- [AIM]:
According to the text on RudderStack below, in what year was RudderStack founded, and by whom?

- [TEXT]:
══════════════════════════════

What is RudderStack? (And How Does it Work?)
Learn all about Rudderstack's core features, capabilities, and product features.
February 9, 2024
If you’ve ever looked for an alternative to Segment, there’s a good chance you’ve stumbled across RudderStack. It’s an open-source version of Segment that specializes in event tracking. This blog post will cover the following:
- What is RudderStack?
- Core Products and Capabilities
- The Difference Between RudderStack Cloud and Open-Source
- Data Collection
- Data Storage
- Data Modeling
- Audience Management
- Reverse ETL
- Pros and Cons
What is RudderStack
RudderStack is a customer data infrastructure solution designed to help your data teams collect events, manage ETL pipelines, and build audience cohorts. The platform acts as a customer data pipelining tool to help you move data between systems.
RudderStack was founded in 2019 by Soumyadeb Mitra as an open-source, low-cost alternative to Segment for event collection. Since then, the company has added a number of capabilities and repositioned itself as a warehouse-native CDP. The platform is designed for technical users who want a reliable platform to manage and activate the customer data living in their data warehouse.
While RudderStack was originally developed as an open-source solution, the company has since introduced several “premium” features to try and crack into the customer data platform space. These features are locked behind RudderStack’s Cloud offering.
The Difference Between RudderStack Cloud and Open-Source
There are two core components to RudderStack: the data plane and the control plane. The data plane is the back-end infrastructure that acts as the core engine for processing and routing events, and the control plane acts as the front-end UI, where you can define what events you want to capture. For the open-source version of RudderStack, you can deploy the data plane on Docker, Kubernetes, or a specific database that you define using the Developer Machine Setup. You can self-host the control plane locally to manage your data pipelines by exporting or importing your configurations as JSON files.
The cloud version of RudderStack is much more versatile and gives you access to wider capabilities. Whereas the open-source version is solely limited to event collection, the cloud-hosted version of RudderStack gives you access to all of the other products and capabilities that RudderStack offers. There’s also an added benefit because you don’t have to manage or maintain the infrastructure. However, this version of RudderStack is not free, which is one of the main reasons many companies choose to run RudderStack using their own infrastructure.

══════════════════════════════

- [DATA LISTING]:
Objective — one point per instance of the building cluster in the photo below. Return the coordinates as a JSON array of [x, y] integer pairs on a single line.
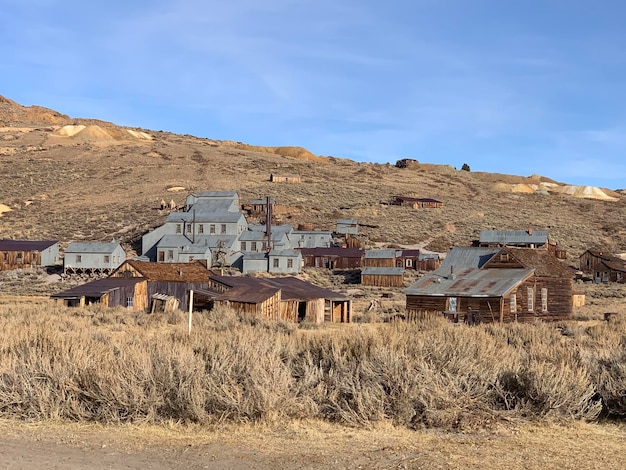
[[506, 275]]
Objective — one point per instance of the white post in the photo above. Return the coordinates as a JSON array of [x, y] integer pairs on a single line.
[[190, 310]]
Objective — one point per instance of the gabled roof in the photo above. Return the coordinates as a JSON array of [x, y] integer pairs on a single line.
[[26, 245], [380, 254], [467, 257], [169, 272], [92, 247], [292, 288], [333, 251], [97, 288], [470, 282], [513, 236], [543, 262]]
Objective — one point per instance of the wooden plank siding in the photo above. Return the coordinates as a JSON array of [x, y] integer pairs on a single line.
[[381, 280]]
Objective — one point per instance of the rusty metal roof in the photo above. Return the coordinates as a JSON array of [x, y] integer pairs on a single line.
[[470, 282], [292, 288], [467, 257], [333, 251], [26, 245], [192, 273]]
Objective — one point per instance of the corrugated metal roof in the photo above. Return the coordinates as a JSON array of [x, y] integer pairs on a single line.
[[97, 288], [333, 251], [92, 247], [471, 282], [193, 273], [467, 257], [292, 288], [379, 271], [26, 245], [286, 253], [380, 254], [513, 236]]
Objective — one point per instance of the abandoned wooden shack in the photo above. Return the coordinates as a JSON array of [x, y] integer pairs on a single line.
[[415, 259], [416, 202], [602, 266], [281, 298], [169, 279], [92, 257], [131, 293], [521, 238], [332, 258], [20, 254], [511, 284], [285, 179], [383, 277]]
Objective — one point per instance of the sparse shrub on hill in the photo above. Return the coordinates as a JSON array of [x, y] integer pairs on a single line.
[[114, 366]]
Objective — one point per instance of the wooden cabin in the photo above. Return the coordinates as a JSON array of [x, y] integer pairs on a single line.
[[383, 277], [285, 179], [109, 292], [282, 298], [512, 284], [332, 258], [20, 254], [602, 266], [416, 202], [169, 279]]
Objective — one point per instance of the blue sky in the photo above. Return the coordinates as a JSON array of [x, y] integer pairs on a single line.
[[508, 86]]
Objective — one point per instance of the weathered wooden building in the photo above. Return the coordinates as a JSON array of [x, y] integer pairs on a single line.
[[415, 259], [170, 279], [333, 258], [20, 254], [383, 277], [282, 298], [416, 202], [285, 179], [520, 238], [602, 266], [512, 284], [131, 293], [93, 257]]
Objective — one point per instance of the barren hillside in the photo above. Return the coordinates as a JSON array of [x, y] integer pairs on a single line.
[[81, 179]]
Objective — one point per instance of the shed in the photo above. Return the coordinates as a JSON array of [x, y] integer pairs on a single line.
[[333, 258], [383, 277], [109, 292], [93, 257], [19, 254]]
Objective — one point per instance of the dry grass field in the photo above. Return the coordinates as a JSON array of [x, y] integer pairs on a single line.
[[242, 393]]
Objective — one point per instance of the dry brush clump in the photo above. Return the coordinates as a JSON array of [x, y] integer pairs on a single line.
[[109, 365]]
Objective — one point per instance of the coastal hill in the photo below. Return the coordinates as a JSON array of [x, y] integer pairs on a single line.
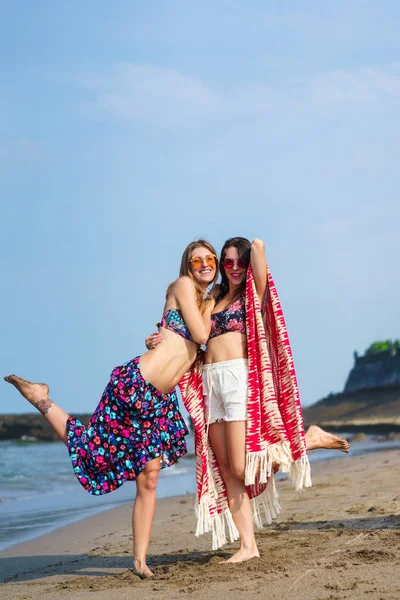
[[371, 397], [370, 401]]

══════════════════════════════

- [SOLUTION]:
RudderStack was founded in 2019 by Soumyadeb Mitra.